→ Description of the task
Reproduce the material from its start through the line containing "337 41 363 65", both ends included, with every bounding-box coordinate in the answers multiplied by 1.8 and rounded to a whole number, halves rounded up. Leave the requests and their sample boxes unchanged, and give only this stretch.

→ Data records

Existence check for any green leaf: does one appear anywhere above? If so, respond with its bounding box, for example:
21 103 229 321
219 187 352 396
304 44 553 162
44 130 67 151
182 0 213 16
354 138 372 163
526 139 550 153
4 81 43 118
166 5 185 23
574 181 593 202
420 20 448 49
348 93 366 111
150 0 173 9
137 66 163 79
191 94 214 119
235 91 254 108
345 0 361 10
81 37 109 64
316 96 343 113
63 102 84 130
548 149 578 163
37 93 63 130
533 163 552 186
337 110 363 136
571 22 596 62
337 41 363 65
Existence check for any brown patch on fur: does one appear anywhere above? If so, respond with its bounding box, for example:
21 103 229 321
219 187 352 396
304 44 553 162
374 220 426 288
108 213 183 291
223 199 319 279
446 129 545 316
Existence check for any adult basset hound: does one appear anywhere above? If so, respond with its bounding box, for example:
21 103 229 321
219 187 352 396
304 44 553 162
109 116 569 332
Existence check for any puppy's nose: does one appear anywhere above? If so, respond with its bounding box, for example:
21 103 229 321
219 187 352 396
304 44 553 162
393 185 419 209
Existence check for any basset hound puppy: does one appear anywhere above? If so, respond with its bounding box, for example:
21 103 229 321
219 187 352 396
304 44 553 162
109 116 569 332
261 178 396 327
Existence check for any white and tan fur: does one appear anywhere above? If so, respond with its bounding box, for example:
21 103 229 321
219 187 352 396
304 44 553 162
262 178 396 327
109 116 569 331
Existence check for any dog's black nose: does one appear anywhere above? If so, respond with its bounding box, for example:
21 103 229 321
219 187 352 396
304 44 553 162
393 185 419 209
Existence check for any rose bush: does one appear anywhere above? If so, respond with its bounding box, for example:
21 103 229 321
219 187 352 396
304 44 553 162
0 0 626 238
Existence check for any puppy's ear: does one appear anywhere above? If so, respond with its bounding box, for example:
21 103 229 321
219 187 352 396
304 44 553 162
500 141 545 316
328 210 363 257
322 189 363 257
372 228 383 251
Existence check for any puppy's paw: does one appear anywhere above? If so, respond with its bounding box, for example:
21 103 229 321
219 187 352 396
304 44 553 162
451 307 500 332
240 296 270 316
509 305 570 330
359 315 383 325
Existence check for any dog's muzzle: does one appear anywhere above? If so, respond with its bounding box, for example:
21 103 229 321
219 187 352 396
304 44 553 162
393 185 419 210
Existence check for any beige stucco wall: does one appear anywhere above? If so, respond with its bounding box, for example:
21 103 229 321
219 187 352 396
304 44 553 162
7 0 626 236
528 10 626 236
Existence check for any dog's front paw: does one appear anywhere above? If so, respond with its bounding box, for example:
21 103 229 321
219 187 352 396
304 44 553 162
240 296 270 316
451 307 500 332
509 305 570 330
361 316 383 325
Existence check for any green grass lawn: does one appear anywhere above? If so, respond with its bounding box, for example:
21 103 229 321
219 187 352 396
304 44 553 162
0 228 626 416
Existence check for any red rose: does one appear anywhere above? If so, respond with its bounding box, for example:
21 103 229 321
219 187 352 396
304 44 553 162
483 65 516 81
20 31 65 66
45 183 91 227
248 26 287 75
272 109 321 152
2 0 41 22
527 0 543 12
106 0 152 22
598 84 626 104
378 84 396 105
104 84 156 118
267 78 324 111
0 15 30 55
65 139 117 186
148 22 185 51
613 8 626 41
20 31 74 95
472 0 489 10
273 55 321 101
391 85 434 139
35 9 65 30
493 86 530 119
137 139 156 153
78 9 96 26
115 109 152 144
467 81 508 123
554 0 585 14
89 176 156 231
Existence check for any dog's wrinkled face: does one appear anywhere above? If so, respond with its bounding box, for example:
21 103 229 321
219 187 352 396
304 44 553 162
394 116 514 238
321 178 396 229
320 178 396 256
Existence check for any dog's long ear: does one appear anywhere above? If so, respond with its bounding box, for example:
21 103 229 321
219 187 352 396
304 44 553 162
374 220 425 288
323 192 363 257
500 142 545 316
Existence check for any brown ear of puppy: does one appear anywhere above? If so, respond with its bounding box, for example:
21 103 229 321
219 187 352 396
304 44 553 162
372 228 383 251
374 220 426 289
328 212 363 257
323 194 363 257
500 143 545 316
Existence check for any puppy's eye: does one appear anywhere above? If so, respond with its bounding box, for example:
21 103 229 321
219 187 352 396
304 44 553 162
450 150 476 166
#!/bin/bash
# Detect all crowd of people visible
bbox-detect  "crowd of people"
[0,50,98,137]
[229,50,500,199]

→ Written answer
Existence check for any green leaf: does one appear anywhere above? If so, respond with its bounding box, for example:
21 103 229 321
219 187 352 396
304 44 553 162
79 234 121 272
328 0 383 29
637 248 670 293
947 250 990 275
7 146 77 212
299 9 333 41
1033 326 1067 364
756 36 806 88
626 167 659 200
270 0 311 16
247 119 293 142
344 169 385 214
423 164 457 194
621 0 650 18
146 67 196 115
569 173 617 203
113 184 151 234
986 268 1040 293
67 167 113 234
959 293 994 335
607 198 653 245
1028 40 1073 112
607 74 653 117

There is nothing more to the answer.